- **Brief**:
Using the data that follows, report how many lines include "baseball"; output no other text.

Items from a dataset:
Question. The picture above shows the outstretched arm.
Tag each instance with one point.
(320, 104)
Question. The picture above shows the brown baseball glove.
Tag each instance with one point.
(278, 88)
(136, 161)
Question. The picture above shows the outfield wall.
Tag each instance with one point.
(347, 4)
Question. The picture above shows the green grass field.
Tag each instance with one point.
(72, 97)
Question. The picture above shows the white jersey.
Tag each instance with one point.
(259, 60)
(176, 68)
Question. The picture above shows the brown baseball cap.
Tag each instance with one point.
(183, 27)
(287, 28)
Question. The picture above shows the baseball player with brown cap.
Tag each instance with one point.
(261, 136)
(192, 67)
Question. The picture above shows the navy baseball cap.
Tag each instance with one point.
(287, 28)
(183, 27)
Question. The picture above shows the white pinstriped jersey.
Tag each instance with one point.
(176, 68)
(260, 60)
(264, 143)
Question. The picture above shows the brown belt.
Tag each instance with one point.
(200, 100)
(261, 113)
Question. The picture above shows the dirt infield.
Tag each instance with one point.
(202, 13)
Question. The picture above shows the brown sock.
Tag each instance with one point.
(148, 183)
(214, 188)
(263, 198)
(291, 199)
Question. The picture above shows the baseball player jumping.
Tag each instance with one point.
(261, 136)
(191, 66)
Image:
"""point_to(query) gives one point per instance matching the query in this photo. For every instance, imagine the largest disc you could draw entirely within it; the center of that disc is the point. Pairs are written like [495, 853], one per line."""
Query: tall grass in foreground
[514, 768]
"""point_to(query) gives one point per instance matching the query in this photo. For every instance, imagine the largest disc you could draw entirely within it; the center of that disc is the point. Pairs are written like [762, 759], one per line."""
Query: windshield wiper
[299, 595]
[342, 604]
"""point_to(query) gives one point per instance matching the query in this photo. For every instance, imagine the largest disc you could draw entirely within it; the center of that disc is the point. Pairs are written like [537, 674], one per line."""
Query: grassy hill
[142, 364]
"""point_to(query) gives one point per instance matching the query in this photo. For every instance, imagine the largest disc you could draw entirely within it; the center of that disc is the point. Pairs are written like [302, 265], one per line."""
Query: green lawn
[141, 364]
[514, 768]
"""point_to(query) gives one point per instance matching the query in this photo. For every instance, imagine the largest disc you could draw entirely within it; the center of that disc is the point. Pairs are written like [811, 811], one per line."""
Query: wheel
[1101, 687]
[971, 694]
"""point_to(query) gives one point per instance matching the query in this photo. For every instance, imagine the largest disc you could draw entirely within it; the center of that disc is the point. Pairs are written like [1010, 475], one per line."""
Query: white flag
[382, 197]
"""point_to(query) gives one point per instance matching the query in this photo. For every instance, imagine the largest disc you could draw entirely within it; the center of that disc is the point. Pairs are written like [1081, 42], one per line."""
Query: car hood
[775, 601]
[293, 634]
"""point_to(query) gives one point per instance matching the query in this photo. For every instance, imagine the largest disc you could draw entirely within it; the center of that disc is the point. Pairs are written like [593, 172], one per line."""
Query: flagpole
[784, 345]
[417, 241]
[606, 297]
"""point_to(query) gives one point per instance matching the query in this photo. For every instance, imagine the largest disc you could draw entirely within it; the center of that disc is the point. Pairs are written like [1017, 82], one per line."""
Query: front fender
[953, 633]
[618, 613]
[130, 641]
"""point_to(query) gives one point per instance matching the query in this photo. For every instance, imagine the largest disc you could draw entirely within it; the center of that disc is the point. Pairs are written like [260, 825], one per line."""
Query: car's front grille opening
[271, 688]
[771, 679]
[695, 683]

- **Result of this exercise**:
5